Directions: The full text of the records below, minus any pictures, should be given back word for word.

Data items:
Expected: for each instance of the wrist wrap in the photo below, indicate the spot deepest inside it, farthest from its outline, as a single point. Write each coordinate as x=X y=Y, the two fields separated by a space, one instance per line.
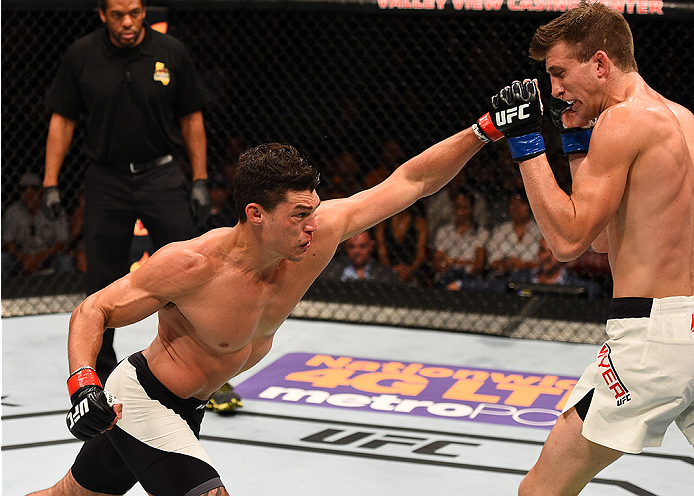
x=576 y=141
x=84 y=376
x=526 y=146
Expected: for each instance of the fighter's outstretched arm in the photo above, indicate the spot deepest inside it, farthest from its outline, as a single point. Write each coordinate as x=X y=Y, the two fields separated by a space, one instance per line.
x=420 y=176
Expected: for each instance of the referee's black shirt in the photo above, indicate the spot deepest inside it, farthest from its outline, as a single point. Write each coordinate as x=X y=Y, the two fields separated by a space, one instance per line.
x=131 y=98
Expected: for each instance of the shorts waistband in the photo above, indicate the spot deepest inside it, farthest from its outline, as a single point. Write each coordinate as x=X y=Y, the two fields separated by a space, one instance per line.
x=139 y=167
x=630 y=308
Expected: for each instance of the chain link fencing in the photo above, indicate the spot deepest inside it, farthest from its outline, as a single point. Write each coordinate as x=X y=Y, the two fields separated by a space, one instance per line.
x=358 y=90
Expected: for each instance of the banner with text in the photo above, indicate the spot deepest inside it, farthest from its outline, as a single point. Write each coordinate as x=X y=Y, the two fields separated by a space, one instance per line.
x=408 y=388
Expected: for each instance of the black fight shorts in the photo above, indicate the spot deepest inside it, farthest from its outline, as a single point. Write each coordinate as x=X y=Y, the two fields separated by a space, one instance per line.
x=156 y=442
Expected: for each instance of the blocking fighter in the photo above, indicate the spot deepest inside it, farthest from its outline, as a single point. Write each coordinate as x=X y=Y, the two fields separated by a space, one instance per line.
x=633 y=197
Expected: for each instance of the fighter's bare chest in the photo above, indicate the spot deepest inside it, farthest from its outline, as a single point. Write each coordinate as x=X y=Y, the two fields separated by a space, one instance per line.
x=231 y=314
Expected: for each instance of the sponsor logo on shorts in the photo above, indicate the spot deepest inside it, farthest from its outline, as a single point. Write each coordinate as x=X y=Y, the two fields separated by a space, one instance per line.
x=610 y=376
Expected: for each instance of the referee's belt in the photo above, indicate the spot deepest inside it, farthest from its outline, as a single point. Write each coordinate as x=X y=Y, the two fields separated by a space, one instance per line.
x=138 y=167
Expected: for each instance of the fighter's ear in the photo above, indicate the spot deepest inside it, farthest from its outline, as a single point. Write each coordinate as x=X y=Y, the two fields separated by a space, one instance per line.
x=254 y=213
x=602 y=61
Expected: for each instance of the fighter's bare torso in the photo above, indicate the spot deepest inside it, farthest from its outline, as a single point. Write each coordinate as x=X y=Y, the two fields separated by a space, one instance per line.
x=225 y=323
x=651 y=235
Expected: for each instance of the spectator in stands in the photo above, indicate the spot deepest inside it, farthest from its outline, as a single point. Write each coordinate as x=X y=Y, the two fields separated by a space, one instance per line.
x=223 y=212
x=30 y=242
x=356 y=263
x=401 y=243
x=440 y=208
x=460 y=246
x=513 y=244
x=551 y=271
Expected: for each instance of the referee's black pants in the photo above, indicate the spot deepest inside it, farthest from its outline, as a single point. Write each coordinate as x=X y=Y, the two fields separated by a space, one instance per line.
x=114 y=200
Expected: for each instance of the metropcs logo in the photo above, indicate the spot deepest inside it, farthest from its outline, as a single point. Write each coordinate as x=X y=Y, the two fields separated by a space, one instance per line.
x=472 y=394
x=506 y=116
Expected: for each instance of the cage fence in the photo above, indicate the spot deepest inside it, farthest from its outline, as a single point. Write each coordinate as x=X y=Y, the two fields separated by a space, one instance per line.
x=358 y=90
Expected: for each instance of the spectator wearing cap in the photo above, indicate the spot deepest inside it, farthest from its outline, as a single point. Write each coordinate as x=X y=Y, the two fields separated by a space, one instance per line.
x=222 y=211
x=30 y=242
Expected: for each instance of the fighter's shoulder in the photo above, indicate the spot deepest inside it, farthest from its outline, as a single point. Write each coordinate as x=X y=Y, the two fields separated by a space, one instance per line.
x=185 y=258
x=683 y=114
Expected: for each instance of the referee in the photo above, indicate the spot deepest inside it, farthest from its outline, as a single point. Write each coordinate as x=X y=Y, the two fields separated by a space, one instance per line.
x=140 y=97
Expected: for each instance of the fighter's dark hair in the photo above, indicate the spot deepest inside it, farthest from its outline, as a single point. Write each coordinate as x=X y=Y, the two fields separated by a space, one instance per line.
x=587 y=28
x=267 y=172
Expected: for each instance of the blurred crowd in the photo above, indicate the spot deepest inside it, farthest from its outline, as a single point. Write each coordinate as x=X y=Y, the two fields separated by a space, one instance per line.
x=476 y=234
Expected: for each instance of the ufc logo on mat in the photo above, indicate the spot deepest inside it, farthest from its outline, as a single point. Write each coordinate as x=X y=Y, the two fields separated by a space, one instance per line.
x=77 y=412
x=506 y=116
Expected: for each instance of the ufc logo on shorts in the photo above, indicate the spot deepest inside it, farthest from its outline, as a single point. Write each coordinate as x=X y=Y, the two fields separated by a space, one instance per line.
x=506 y=116
x=77 y=412
x=609 y=375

Completed task:
Expected: for each instance of the wrist wrap in the photo below, indicate the spot deepest inside it, farthest from its outline, as a single point. Write each coordinate as x=X y=Y, the two fields separated by a space, one instance per line.
x=576 y=141
x=84 y=376
x=526 y=146
Expected: for each instance of the fighter's outstretched arm in the photo above, indicate the spot deepest inside it, farthest from its outline, as a single point. Write each coordinate as x=X y=Y, the two fields separated by a space, one instance per line.
x=420 y=176
Expected: for each instance of the referee's black shirt in the photo above, indicate the spot deepest inside it, farthest from its outline, as a single point. Write each coordinate as x=X y=Y, the two fields separated by a space, one instance per line.
x=131 y=98
Expected: for each instance of the shorts waistband in the photo above, indicate the spot deepest inside it, farthest from its outline, as a single point. Write each coordinate as x=X y=Y, the two fields separated by a space, one instance per line.
x=139 y=167
x=630 y=308
Expected: for each instance of the chain link fencing in the photo above, indicate the spot deepest inside it, farthest from its outline, as a single point. Write each coordinate as x=X y=Y, the two fields separated by a space, one instance per line.
x=358 y=90
Expected: for each instance of the banner with text in the photo above, indicate the spot deepest inside it, farthest from its outline, as a single point. Write each coordinate as x=X y=Y, the two fields separated by a space, one instance per line.
x=408 y=388
Expected: for each instance of the black fight shorts in the photo above, indicate the spot deepest inside it, farthest from its outline, as a single point. Write each coordinate as x=X y=Y, the two fields separated by a space, one instance per line.
x=156 y=442
Expected: for each instance of the blocking fighter in the photo above, indicate the spot deepest inside it, farthest from its outline, as a single point. Write each coordinate as x=X y=Y, the two fields separated by a space, one instance per line.
x=633 y=197
Expected: for each instance of the fighter's bare chest in the photo above, indicate the spot deepest inside it, farthest from its outline, as a single point. Write each coordinate as x=X y=Y, the two fields separated by a space, one instance per line.
x=231 y=314
Expected: for each instance of the sponsor logo on shorts in the photo above, indicate the spot deepest inside it, farthest from its outline, as a single point. Write each coordinate as x=X y=Y, the two fields separated by a space, one instance per line.
x=610 y=376
Expected: for each instance of the referee's belt in the photo above, indicate the spot deepest inside it, farthest from its outline, as a single point. Write each coordinate as x=X y=Y, the two fields separated by a space, one instance per line.
x=138 y=167
Expected: for each instance of the fighter's ear in the photo above, indicate the spot deepest inside it, farthest from its outline, as a single point. Write each coordinate as x=X y=Y, the two fields separated by a space, one instance per line.
x=254 y=213
x=602 y=61
Expected: for each instance of the fighter's bare torso in the photo above, indicate the spot deepest inside it, farthest from its outline, as a single point. Write each coordinate as x=X y=Y, the two fields separated by a space, one instance per line.
x=225 y=323
x=651 y=235
Expected: for each instance of the spectator in stands in the photo above, indicate the spot deepest inside it, farthest from its outline, as a single point. Write each coordinate as x=X y=Y, the two fields separated by a space, one instance per line.
x=223 y=212
x=30 y=242
x=356 y=263
x=401 y=243
x=440 y=208
x=460 y=246
x=513 y=244
x=551 y=271
Expected: for each instance of the referee's black pants in the photo above, indicate the spot deepest inside it, farthest from its outline, as a single point. Write each coordinate as x=X y=Y, the two fields separated by a space, one instance per line.
x=114 y=200
Expected: for each instance of the metropcs logo in the photo above, indicate the spot deepest inside it, farthest from its outline, as a single point. Write each coordinate as x=X y=Y, the two fields separated by a space, one instance per line.
x=472 y=394
x=506 y=116
Expected: for each instance of the cage fence in the photo above, indicate the spot deepest inside it, farthest from its outline, as a single point. Write each coordinate as x=X y=Y, the two fields separated by a space, one instance per line.
x=358 y=90
Expected: for each instance of the spectator wearing cap in the photo above, indicate the spot deepest inside it, farthest from its outline, as a single point. Write each coordinate as x=X y=Y, the two fields separated by a space, one instance per line.
x=222 y=211
x=30 y=242
Expected: for each instance of the fighter's shoulder in the photo above, indicate the spot deepest inside it, farthest from its outline, as a single point. Write each coordinate as x=X y=Y, the two fields separated by a space, one instance per line.
x=185 y=258
x=683 y=114
Expected: for each instance of the referee in the photo above, indicate the spot deepest inside it, farthest from its outline, as a single point. Write each coordinate as x=X y=Y, the two fields separated by a space, one instance per line.
x=140 y=97
Expected: for each instance of the fighter's dark hair in the photo above, indicate the spot deepest inside it, farthest from its outline, as a single point. Write each coordinate as x=X y=Y, the two fields separated by a space, one instance per line.
x=587 y=28
x=267 y=172
Expected: for each instance of the blurred crowd in the photo above, indicate the spot deepest inside it, farthest from its outline, as a single point. Write each coordinate as x=X y=Y, the two fields separated by a space, one instance per line.
x=476 y=234
Expected: for each instance of the ufc logo on mat in the photo above, indicate the spot deepest inside it, farthest from its outline, as a single point. Write each coordinate as x=X y=Y, the two fields separated by a space, one instance per line.
x=77 y=412
x=506 y=116
Expected: for each instance of the ufc logo on shorts in the photo above, indicate the spot deepest inside it, farthest from its outline, as a single point. Write each coordinate as x=X y=Y, the two fields separated by a space, one instance per line.
x=506 y=116
x=77 y=412
x=609 y=375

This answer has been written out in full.